#### [To do]
Reproduce the passage of the text on the future of books below from "The Future of Books" to "Gutenberg’s printing press….", word for word.

The Future of Books (I can’t wait!)
Great Moments in Literature: Cuneiform. Alphabets. Scrolls and vellum manuscripts. The Rossetta Stone. Gutenberg’s printing press….
…the iPad…..
No joke! The touch screens and multimedia experiences packed into an iPad “book” (and other soon-to-be-unveiled gadgets) just begin to hint about the future of reading. An English professor’s job investigating and studying modes of literacy and publishing has never been so exciting!
i love technology and gadgets and would love to have and ipad and a kindle.
I cringe every time I see a new add for an electronic book. Electronic gadgetry belongs in the arcade, not on the bookshelf. The drive to force publishers and the public to embrace these new plastic devices is driven by the need for corporate profits. Increasing literacy has absolutely no part in the marketing strategy employed by the e-book sellers. Purchasers of e-books will soon find it difficult to actually read a book because having to page through all the new “apps” will take up too much of the battery life. You can’t just open the cover and start in on the text! There is the NET to surf, calls to make, more stuff to buy!
I am admittedly ‘old school’ in my approach to books and literature. A real book is a pleasure to hold; it’s sacred. I have yet to make a single mark in the margins of any of my text books. A plastic book just doesn’t satisfy the need to experience some tactile pleasure while enriching one’s mind. The plastic is hard, it’s cold, it breaks. The battery runs down and eventualy runs out completely–then what? With reasonable care, a book will last for hundreds of years.
I doubt that any e-book will survive that long outside of a museum, and then what good will it be? It’s operating system will have been obsolete for decades. Nothing but a blank screen to greet the curious. Perhaps the e-book is a telling metaphor for the transitory nauture of our existence. I want permanance.

#### [Dataset]
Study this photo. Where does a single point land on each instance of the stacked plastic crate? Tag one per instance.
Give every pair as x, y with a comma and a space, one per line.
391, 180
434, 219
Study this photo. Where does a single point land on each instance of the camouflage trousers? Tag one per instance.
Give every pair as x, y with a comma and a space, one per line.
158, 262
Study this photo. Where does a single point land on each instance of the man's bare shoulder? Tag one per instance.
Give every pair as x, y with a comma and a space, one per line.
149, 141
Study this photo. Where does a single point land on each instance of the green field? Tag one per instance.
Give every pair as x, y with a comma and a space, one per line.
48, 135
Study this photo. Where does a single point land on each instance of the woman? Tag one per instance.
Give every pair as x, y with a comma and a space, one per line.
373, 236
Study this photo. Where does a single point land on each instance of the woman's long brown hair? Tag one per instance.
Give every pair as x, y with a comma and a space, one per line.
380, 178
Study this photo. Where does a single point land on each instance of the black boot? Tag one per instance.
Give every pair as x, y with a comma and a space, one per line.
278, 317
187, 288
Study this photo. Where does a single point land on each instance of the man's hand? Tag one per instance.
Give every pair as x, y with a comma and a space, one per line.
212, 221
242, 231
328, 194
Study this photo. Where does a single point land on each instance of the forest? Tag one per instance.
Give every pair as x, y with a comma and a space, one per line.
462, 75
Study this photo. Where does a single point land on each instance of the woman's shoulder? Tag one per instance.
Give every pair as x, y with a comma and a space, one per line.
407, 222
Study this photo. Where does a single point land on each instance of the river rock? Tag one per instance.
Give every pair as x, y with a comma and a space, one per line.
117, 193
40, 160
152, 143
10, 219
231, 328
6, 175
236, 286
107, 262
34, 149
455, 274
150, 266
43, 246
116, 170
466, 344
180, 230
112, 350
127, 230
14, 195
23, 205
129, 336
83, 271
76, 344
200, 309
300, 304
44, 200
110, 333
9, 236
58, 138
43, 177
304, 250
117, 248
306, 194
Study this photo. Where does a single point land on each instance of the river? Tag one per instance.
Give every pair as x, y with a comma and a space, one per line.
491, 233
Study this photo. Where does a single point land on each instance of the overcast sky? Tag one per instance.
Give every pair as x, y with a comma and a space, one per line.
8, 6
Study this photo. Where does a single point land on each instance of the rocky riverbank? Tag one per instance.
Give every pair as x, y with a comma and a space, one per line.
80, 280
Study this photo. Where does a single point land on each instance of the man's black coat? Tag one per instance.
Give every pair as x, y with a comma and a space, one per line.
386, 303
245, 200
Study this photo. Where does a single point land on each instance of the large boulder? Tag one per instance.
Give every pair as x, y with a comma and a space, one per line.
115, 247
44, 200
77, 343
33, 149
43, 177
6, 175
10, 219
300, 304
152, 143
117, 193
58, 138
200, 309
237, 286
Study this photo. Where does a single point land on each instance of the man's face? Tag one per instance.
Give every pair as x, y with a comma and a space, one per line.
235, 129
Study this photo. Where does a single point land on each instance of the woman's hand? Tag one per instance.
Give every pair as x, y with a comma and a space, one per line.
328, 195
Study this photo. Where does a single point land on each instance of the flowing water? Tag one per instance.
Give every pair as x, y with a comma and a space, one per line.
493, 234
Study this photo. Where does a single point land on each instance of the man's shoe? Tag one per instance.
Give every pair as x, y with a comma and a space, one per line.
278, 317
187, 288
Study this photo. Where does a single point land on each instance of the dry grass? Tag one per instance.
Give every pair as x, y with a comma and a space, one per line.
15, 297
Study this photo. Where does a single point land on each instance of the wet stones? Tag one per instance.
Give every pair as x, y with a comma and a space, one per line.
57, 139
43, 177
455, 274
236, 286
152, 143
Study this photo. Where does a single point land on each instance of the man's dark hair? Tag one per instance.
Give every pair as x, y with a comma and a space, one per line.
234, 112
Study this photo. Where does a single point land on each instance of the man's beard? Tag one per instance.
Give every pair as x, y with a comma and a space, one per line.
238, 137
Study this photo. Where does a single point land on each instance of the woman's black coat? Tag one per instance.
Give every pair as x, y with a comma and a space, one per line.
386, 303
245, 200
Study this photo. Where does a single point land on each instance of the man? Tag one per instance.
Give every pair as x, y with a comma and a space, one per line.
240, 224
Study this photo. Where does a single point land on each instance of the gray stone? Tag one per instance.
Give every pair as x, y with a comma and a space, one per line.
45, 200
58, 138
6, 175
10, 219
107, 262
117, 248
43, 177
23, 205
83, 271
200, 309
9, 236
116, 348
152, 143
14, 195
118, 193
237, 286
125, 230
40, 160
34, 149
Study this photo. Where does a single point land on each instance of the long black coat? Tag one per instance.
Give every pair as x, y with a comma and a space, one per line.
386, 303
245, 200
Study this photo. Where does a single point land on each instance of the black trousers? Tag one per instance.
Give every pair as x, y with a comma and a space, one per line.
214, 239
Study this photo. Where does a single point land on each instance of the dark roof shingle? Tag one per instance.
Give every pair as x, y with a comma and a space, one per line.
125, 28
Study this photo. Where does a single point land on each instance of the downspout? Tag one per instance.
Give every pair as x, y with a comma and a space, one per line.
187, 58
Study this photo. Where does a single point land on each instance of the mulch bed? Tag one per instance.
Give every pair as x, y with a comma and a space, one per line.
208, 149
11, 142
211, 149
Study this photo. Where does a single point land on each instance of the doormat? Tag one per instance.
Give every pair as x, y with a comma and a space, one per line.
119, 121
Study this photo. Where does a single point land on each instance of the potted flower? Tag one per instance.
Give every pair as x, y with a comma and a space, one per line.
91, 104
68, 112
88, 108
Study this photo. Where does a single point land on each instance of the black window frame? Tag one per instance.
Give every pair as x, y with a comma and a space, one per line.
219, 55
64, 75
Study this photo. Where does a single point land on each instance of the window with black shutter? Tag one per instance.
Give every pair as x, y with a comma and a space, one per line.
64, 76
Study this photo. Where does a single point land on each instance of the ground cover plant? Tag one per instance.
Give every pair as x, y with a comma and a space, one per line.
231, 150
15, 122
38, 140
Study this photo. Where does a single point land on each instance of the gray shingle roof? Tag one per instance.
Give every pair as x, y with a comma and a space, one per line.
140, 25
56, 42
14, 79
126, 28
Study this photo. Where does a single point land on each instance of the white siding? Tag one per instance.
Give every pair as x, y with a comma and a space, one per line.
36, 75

#### [Result]
The Future of Books (I can’t wait!)
Great Moments in Literature: Cuneiform. Alphabets. Scrolls and vellum manuscripts. The Rossetta Stone. Gutenberg’s printing press….